+++ Record excerpts +++
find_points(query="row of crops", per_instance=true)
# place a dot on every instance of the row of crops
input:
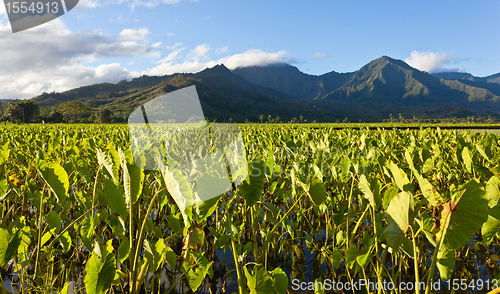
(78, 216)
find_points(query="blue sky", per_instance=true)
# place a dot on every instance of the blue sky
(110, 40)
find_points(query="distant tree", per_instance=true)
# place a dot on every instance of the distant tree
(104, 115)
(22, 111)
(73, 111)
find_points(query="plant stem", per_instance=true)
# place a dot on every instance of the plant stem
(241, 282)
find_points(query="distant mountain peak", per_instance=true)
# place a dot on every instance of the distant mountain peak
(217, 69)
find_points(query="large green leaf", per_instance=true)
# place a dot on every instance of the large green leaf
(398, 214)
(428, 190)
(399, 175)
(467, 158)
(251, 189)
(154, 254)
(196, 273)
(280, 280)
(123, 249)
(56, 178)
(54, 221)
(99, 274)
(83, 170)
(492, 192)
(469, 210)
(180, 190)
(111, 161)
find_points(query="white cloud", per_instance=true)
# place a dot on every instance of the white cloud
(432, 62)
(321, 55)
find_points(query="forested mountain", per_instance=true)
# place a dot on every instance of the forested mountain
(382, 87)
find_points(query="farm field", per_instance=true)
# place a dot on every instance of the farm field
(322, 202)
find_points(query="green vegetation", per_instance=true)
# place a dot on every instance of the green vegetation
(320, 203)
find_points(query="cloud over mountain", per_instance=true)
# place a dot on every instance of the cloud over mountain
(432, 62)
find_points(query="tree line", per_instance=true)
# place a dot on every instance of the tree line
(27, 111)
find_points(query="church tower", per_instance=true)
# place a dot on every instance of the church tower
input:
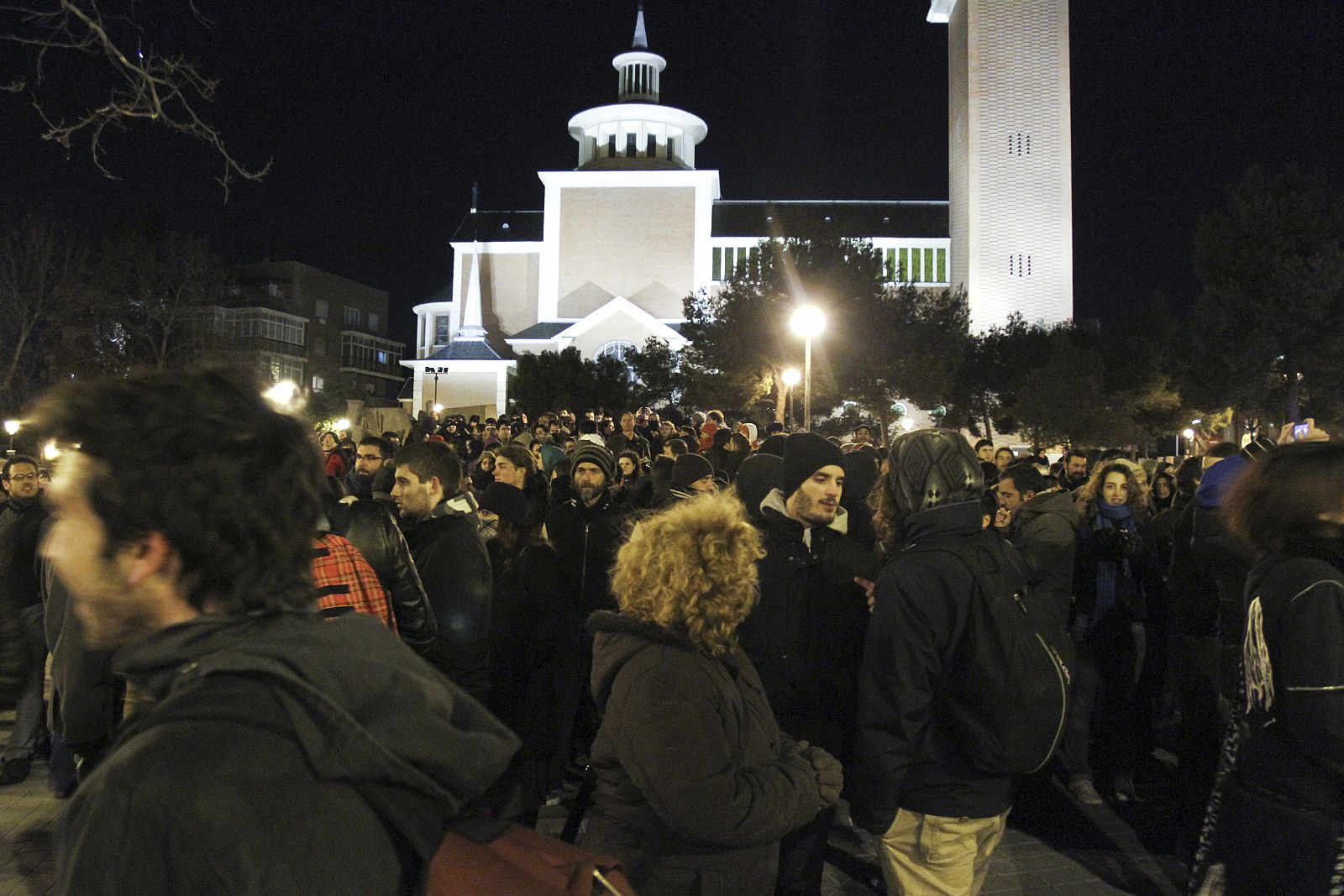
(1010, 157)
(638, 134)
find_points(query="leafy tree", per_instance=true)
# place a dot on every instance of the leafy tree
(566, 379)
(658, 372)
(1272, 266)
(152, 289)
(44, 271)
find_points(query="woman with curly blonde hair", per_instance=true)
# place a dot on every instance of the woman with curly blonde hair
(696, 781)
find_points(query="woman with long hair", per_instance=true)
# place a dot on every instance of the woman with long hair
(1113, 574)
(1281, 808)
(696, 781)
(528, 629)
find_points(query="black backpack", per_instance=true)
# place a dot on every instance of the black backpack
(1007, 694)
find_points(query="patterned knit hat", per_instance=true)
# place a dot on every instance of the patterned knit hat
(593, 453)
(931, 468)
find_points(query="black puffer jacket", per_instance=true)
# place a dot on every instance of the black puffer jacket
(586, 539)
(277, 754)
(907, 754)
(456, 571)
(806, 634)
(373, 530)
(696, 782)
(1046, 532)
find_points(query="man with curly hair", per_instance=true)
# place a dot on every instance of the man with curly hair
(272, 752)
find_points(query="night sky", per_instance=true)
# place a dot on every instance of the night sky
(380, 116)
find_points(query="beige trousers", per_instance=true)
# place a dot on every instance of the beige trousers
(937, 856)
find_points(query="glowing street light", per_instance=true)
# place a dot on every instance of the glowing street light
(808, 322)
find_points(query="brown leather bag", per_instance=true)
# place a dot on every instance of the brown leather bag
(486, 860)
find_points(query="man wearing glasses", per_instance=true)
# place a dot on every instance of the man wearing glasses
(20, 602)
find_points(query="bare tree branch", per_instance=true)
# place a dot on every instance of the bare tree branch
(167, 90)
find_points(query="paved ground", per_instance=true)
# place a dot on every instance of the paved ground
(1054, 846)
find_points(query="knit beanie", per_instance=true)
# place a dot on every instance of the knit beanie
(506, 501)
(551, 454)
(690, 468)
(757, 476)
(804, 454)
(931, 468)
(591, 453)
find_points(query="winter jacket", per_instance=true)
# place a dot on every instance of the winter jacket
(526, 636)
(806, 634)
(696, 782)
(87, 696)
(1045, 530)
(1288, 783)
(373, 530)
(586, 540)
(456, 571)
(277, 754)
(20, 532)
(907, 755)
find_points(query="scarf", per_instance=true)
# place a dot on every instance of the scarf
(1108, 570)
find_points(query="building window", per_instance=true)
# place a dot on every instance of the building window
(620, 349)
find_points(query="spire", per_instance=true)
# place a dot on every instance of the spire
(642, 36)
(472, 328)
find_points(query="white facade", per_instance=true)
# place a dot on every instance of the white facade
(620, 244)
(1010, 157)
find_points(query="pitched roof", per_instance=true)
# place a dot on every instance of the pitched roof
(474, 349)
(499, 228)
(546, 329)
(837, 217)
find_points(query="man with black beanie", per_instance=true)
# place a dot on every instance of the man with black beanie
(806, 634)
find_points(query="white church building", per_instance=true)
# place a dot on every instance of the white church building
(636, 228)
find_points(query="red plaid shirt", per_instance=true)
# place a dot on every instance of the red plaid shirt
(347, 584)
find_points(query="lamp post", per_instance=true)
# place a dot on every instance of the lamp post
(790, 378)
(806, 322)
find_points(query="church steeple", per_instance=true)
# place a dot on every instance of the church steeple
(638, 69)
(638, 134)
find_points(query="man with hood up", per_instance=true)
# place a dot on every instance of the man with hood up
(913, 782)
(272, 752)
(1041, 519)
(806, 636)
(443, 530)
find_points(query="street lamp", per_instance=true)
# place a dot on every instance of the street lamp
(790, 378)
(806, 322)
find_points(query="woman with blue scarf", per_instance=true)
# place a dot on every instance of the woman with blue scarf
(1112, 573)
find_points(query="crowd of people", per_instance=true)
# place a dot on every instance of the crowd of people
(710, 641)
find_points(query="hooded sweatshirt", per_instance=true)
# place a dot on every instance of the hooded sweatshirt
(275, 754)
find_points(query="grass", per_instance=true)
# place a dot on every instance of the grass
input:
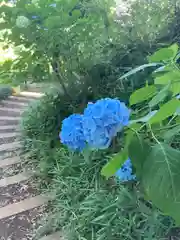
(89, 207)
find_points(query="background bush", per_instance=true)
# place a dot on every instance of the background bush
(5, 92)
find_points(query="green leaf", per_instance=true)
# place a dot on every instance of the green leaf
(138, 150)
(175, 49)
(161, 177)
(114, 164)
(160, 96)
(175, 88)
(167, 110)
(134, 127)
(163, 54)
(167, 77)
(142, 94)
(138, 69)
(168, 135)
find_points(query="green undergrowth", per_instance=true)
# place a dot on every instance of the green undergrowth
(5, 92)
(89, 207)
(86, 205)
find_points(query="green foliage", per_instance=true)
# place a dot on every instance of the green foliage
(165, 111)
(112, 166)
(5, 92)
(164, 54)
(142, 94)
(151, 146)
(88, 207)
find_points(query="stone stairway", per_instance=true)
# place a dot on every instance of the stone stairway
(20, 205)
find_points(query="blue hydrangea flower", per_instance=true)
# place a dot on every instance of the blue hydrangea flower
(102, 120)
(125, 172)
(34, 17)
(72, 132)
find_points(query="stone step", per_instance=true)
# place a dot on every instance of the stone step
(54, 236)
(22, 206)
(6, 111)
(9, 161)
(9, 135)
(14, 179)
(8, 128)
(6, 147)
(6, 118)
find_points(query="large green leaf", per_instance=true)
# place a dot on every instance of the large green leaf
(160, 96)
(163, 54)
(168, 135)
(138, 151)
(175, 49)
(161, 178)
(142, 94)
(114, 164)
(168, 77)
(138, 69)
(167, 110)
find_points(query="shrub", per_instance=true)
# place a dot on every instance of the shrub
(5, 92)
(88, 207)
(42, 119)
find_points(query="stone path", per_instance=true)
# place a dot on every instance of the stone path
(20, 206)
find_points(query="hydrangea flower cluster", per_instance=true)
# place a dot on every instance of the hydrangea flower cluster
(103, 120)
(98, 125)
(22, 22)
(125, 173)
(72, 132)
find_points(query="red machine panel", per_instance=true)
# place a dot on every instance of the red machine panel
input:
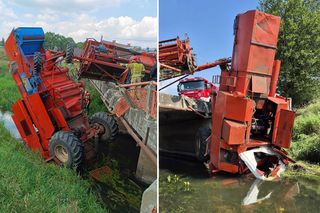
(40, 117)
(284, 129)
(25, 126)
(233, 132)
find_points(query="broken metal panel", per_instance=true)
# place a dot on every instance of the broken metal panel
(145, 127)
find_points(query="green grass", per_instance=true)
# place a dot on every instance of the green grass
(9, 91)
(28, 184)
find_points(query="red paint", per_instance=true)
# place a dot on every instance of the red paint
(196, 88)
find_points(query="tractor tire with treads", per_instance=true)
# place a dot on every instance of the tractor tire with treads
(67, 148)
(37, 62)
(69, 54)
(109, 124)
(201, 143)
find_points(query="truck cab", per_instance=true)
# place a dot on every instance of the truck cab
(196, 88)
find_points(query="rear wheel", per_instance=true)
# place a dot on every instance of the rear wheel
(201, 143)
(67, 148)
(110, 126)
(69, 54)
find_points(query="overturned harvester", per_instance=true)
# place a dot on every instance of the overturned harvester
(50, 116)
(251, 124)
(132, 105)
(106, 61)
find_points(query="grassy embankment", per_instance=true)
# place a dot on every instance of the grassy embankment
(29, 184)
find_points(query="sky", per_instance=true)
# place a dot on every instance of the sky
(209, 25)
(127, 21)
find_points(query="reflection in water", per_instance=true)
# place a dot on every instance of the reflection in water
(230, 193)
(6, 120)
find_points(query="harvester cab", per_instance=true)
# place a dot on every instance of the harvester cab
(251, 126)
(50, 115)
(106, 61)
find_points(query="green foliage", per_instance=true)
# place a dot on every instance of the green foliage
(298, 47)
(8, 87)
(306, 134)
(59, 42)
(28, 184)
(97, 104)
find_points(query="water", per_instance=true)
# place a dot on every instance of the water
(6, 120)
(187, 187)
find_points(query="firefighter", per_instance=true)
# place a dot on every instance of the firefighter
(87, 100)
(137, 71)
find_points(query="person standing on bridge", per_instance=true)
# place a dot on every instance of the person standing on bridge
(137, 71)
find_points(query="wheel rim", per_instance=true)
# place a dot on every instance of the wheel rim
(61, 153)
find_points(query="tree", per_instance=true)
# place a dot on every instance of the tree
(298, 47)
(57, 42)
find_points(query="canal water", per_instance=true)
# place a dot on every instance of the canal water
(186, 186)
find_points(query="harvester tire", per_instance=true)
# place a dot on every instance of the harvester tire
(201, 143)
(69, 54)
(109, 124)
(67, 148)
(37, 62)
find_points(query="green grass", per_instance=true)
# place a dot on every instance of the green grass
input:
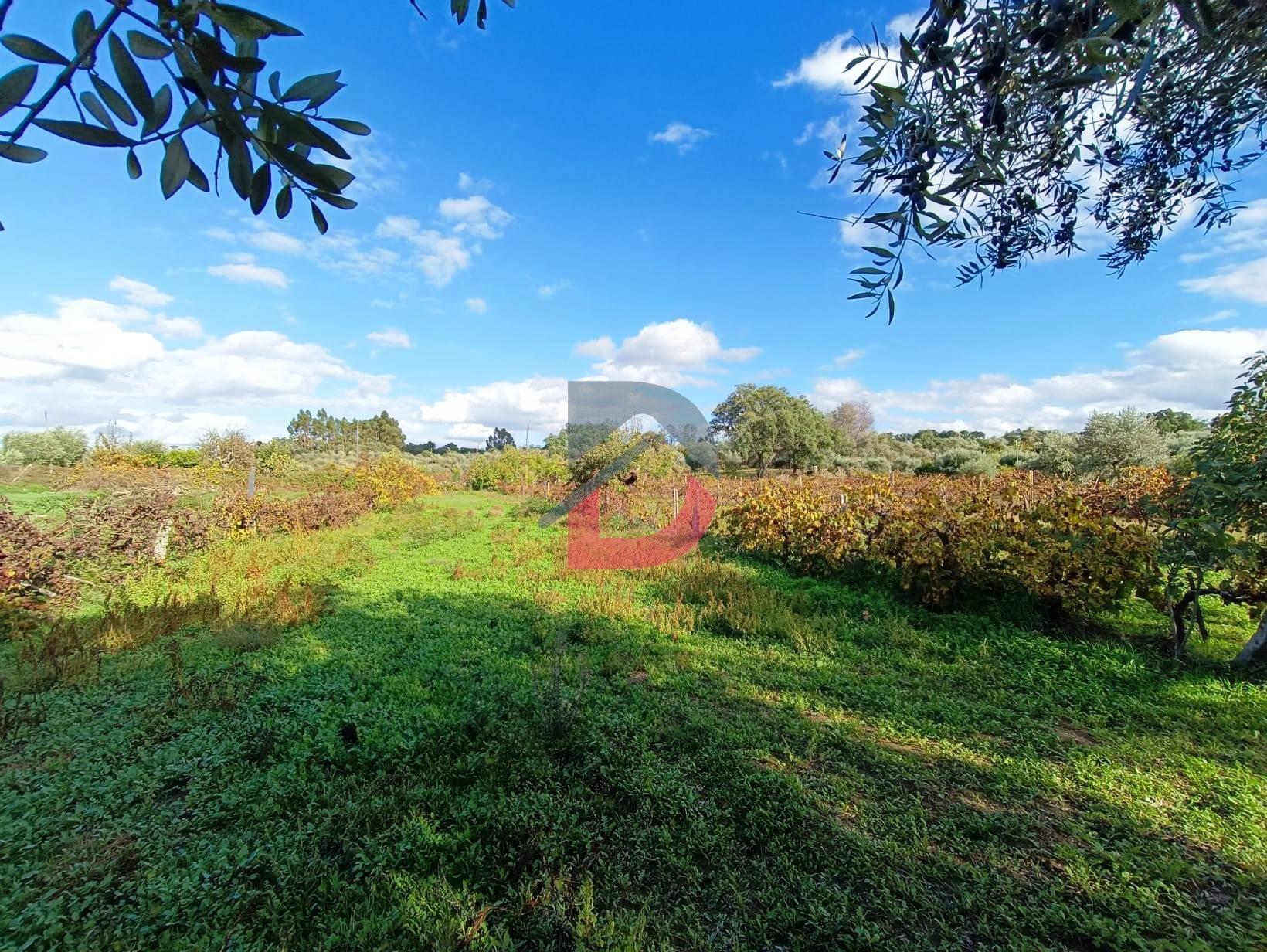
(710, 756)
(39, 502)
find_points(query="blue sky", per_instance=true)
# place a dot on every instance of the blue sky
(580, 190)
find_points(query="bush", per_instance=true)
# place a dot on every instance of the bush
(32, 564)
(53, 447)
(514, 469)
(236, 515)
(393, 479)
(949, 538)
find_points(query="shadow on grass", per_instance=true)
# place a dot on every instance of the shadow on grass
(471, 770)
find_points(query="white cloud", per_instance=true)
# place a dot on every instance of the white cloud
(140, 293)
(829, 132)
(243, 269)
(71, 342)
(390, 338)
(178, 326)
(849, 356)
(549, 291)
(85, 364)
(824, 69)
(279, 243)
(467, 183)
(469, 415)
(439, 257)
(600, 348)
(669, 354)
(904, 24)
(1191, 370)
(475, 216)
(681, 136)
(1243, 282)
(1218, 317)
+++
• **What you will do**
In the material above, each line with the word "tower" should be copied.

• **Solution to this exercise**
find_points(query="church tower", per_instance=true)
# place a dot on every instance of the church tower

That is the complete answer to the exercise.